>> start Record excerpts

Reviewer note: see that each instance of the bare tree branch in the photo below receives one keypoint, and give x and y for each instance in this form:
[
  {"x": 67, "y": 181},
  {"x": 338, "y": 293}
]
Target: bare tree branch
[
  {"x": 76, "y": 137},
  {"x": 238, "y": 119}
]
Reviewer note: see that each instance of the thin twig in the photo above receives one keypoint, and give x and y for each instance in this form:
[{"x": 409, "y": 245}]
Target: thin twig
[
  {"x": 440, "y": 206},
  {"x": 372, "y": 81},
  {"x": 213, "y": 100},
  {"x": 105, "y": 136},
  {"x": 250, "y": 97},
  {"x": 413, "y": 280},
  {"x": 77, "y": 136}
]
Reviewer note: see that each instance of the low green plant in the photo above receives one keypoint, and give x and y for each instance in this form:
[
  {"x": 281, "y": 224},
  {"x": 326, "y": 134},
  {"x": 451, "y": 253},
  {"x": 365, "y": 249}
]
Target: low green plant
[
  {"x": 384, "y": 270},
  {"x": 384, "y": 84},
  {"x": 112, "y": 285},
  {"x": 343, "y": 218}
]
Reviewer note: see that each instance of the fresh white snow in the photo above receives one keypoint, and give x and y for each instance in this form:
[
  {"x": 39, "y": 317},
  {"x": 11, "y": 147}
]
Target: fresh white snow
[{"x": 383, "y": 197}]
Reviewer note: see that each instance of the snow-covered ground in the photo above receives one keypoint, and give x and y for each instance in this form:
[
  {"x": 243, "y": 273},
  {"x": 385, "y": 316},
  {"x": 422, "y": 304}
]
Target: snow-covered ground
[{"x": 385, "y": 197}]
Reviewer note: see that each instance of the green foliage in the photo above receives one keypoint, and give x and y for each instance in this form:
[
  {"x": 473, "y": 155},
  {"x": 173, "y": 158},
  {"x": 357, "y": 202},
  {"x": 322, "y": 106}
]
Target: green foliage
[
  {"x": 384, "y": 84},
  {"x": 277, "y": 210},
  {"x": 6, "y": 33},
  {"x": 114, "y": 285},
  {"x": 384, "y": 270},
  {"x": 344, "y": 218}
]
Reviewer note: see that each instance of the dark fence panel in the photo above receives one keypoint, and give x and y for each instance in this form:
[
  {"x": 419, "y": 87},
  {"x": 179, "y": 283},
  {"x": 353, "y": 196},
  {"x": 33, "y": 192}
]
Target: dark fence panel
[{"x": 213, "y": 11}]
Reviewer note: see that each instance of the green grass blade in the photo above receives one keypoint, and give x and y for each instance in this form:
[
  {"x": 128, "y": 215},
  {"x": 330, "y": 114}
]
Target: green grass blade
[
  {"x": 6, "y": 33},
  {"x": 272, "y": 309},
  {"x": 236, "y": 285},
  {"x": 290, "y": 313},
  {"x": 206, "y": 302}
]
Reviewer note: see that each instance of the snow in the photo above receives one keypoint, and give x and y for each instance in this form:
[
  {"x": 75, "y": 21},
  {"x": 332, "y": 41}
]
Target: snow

>> end Record excerpts

• _Written problem_
Could you copy every one of the records above, line for line, with no changes?

• _Answer to this task_
Reviewer note: see that each instance of the bare tree branch in the photo below receives one keypoint, and give x and y for each instance in this form:
[
  {"x": 67, "y": 181},
  {"x": 338, "y": 293}
]
Target: bare tree branch
[
  {"x": 76, "y": 137},
  {"x": 238, "y": 119}
]
Reviewer note: see that each instance of the thin twig in the photo above receives one keypoint, and give x and y for each instance in this form:
[{"x": 409, "y": 245}]
Target: thin twig
[
  {"x": 440, "y": 206},
  {"x": 372, "y": 81},
  {"x": 213, "y": 100},
  {"x": 105, "y": 136},
  {"x": 250, "y": 97},
  {"x": 413, "y": 280},
  {"x": 77, "y": 136}
]
Reviewer note: see that each instance of the low green plant in the photo above receives one keypoint, and give x and y for each instance in this form:
[
  {"x": 281, "y": 224},
  {"x": 326, "y": 134},
  {"x": 451, "y": 253},
  {"x": 365, "y": 249}
]
Target: low green plant
[
  {"x": 384, "y": 270},
  {"x": 384, "y": 84},
  {"x": 112, "y": 285},
  {"x": 343, "y": 218}
]
Reviewer note: see that each instance of the fresh white snow in the photo above receives one keypoint, and give x and y for each instance in this form:
[
  {"x": 39, "y": 317},
  {"x": 11, "y": 147}
]
Target: fresh white snow
[{"x": 383, "y": 197}]
Reviewer note: see that each instance of the snow-covered ground in the photo above receives one keypoint, and give x and y for each instance in this form:
[
  {"x": 243, "y": 273},
  {"x": 385, "y": 316},
  {"x": 422, "y": 304}
]
Target: snow-covered ground
[{"x": 385, "y": 197}]
Reviewer note: see that each instance of the green foliage in the photo above receives one keypoint, and give x and y for each instance in this form:
[
  {"x": 473, "y": 155},
  {"x": 173, "y": 158},
  {"x": 357, "y": 202},
  {"x": 322, "y": 106}
]
Target: green foliage
[
  {"x": 384, "y": 84},
  {"x": 277, "y": 210},
  {"x": 6, "y": 33},
  {"x": 114, "y": 285},
  {"x": 384, "y": 270},
  {"x": 344, "y": 218}
]
Reviewer note: see that each instance of the dark fence panel in the photo above receives one keypoint, and give x and y for each instance in this form:
[
  {"x": 419, "y": 87},
  {"x": 179, "y": 283},
  {"x": 353, "y": 196},
  {"x": 33, "y": 192}
]
Target: dark fence panel
[{"x": 213, "y": 11}]
Reviewer note: see that each instance of the green grass blade in the photo above receives one keypoint, and give x and y for each instance in this form:
[
  {"x": 128, "y": 215},
  {"x": 330, "y": 114}
]
Target: green grass blade
[
  {"x": 6, "y": 33},
  {"x": 272, "y": 309},
  {"x": 236, "y": 285},
  {"x": 290, "y": 313},
  {"x": 206, "y": 302}
]
Reviewer note: see that each instance of the snow in the photo above receives one keypoint, and give x and y for each instance in this form:
[
  {"x": 75, "y": 21},
  {"x": 332, "y": 41}
]
Target: snow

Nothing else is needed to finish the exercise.